_The request_
Arrange everything from the start of the items down to and including the line that contains "(1145, 559)" as a JSON list of strings, one string per line, with blank lines left out.

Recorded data
□ □ □ □

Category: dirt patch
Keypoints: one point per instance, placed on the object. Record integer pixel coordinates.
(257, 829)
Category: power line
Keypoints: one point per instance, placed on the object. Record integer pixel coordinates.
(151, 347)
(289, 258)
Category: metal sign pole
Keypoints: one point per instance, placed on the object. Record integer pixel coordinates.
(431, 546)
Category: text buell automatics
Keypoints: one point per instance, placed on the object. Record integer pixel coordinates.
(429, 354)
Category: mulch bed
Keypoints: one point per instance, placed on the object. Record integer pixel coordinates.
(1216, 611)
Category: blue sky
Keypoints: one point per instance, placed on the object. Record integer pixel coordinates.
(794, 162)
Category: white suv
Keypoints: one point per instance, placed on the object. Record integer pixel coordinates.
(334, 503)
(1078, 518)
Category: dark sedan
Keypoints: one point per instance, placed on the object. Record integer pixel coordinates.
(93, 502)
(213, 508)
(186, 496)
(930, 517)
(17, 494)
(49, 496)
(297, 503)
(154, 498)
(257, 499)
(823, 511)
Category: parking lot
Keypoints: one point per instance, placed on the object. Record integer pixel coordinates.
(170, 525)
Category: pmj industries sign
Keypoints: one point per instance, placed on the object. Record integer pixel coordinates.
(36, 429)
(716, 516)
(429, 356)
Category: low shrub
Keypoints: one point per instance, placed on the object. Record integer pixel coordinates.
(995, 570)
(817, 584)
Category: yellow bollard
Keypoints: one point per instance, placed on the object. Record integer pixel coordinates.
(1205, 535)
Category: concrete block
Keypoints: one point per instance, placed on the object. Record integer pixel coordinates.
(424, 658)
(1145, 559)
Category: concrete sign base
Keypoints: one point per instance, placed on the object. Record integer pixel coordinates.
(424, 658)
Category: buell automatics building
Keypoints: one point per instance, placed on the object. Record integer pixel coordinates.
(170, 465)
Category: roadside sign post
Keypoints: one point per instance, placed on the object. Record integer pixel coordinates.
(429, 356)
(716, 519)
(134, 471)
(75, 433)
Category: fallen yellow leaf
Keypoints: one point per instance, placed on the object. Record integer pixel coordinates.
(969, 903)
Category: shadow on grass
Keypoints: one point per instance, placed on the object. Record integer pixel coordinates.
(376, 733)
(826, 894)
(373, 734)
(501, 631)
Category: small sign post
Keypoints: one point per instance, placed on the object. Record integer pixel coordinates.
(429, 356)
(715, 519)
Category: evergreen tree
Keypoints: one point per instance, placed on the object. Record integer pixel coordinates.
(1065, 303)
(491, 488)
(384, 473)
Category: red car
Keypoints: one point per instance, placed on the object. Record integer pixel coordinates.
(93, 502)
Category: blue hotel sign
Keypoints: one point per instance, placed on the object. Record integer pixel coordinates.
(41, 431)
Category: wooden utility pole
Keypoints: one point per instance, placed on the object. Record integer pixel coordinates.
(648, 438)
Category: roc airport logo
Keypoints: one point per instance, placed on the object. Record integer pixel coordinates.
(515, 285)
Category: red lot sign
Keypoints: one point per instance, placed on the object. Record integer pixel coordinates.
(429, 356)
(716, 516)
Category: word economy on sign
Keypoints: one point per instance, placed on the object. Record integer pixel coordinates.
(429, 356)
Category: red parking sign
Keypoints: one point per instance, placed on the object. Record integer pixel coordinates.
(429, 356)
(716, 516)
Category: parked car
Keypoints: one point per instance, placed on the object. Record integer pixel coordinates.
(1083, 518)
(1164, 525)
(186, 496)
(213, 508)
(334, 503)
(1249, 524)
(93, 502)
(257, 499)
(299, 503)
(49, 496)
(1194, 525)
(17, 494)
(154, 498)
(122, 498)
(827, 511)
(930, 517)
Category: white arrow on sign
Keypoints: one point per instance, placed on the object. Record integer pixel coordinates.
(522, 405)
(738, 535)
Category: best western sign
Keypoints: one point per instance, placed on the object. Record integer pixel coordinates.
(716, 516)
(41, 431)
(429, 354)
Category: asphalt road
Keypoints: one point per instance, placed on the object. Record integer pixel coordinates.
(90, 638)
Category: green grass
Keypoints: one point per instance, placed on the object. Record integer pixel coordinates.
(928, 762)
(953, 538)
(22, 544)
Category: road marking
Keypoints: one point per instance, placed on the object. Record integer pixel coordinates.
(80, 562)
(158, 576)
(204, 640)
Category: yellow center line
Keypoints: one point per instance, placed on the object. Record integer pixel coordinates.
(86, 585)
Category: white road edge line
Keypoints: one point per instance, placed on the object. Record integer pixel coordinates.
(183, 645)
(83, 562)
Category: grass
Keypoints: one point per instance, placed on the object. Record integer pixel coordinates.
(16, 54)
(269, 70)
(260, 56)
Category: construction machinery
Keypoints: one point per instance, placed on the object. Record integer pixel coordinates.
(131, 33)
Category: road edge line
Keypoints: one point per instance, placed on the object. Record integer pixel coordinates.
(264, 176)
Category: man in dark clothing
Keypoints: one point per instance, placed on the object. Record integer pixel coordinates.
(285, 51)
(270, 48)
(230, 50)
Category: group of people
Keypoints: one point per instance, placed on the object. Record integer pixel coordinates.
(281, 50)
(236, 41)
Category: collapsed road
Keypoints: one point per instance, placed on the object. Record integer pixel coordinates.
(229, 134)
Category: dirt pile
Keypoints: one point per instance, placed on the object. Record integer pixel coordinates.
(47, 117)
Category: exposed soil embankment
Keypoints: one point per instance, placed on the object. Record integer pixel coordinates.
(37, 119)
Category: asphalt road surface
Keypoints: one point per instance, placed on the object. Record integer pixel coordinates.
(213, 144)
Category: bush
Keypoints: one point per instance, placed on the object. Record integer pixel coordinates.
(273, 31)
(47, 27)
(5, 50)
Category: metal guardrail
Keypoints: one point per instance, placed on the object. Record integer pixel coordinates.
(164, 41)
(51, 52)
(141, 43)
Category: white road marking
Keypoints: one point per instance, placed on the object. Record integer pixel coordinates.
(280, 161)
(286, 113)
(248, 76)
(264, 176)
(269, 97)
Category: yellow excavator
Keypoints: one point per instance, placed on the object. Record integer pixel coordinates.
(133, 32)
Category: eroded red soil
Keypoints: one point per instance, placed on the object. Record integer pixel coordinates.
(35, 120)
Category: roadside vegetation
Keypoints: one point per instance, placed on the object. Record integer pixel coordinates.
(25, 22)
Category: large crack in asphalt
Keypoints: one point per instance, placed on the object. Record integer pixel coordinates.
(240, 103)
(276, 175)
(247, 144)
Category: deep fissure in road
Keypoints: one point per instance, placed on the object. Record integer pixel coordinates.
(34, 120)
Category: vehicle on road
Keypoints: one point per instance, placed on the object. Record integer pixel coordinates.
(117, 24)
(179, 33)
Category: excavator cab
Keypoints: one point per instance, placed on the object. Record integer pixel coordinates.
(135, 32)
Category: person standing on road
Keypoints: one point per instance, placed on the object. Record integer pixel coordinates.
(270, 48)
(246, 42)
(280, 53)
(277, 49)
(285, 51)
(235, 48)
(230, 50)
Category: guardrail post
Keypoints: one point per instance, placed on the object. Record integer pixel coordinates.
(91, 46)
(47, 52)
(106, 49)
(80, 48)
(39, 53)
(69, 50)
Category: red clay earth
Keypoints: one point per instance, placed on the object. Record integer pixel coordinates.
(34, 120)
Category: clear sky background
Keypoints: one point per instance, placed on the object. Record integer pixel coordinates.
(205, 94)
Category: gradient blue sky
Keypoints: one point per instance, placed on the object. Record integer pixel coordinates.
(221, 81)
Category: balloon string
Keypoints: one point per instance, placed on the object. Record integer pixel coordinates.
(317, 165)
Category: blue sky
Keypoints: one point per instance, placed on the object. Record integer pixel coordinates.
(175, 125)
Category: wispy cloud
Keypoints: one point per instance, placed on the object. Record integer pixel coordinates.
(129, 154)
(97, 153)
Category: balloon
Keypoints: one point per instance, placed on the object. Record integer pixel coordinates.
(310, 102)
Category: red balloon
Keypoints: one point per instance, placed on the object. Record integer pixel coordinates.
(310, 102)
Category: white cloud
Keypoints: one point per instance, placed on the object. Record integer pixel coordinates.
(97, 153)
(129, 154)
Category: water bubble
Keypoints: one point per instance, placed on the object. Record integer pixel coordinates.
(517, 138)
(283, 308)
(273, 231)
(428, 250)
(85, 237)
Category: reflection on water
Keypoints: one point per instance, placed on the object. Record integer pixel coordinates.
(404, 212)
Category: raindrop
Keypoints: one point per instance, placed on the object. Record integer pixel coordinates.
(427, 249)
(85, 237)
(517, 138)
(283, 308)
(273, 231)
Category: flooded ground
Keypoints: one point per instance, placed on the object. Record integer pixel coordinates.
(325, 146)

□ □ □ □

_Written reply_
[
  "Category: dirt patch",
  "Keypoints: one point per instance, placed on the object. Record integer pixel coordinates.",
  "(257, 829)",
  "Category: power line",
  "Keypoints: one point per instance, placed on the object. Record integer pixel coordinates.",
  "(151, 347)",
  "(289, 258)",
  "Category: metal sign pole",
  "Keypoints: one point per instance, placed on the object. Record integer pixel coordinates.",
  "(431, 546)",
  "Category: text buell automatics",
  "Keypoints: one point per instance, placed on the object. Record integer pixel coordinates.",
  "(429, 354)",
  "Category: mulch bed",
  "Keypoints: one point per instance, placed on the object. Record integer pixel coordinates.",
  "(1216, 611)",
  "Category: blue sky",
  "Keypoints: one point per instance, placed on the object. Record integer pixel coordinates.",
  "(794, 162)",
  "Category: white suv",
  "Keypoints: one point per instance, placed on the object. Record integer pixel coordinates.",
  "(334, 503)",
  "(1078, 518)",
  "Category: dark sedan",
  "Keypoints: one point per instance, placed on the object. Record integer pixel coordinates.",
  "(93, 502)",
  "(213, 508)",
  "(186, 496)",
  "(930, 517)",
  "(17, 494)",
  "(49, 496)",
  "(297, 503)",
  "(154, 498)",
  "(257, 499)",
  "(823, 511)",
  "Category: parking lot",
  "Keypoints: one point per instance, placed on the object. Record integer pixel coordinates.",
  "(170, 525)",
  "Category: pmj industries sign",
  "Keypoints: one point per instance, placed on the object. Record integer pixel coordinates.",
  "(36, 429)",
  "(716, 516)",
  "(429, 356)",
  "Category: low shrub",
  "Keypoints: one point per instance, placed on the object. Record integer pixel coordinates.",
  "(995, 570)",
  "(817, 584)",
  "Category: yellow bollard",
  "Keypoints: one point per instance, placed on the object. Record integer pixel coordinates.",
  "(1205, 535)",
  "Category: concrete block",
  "Keypoints: one point per instance, placed on the object. Record integer pixel coordinates.",
  "(424, 658)",
  "(1145, 559)"
]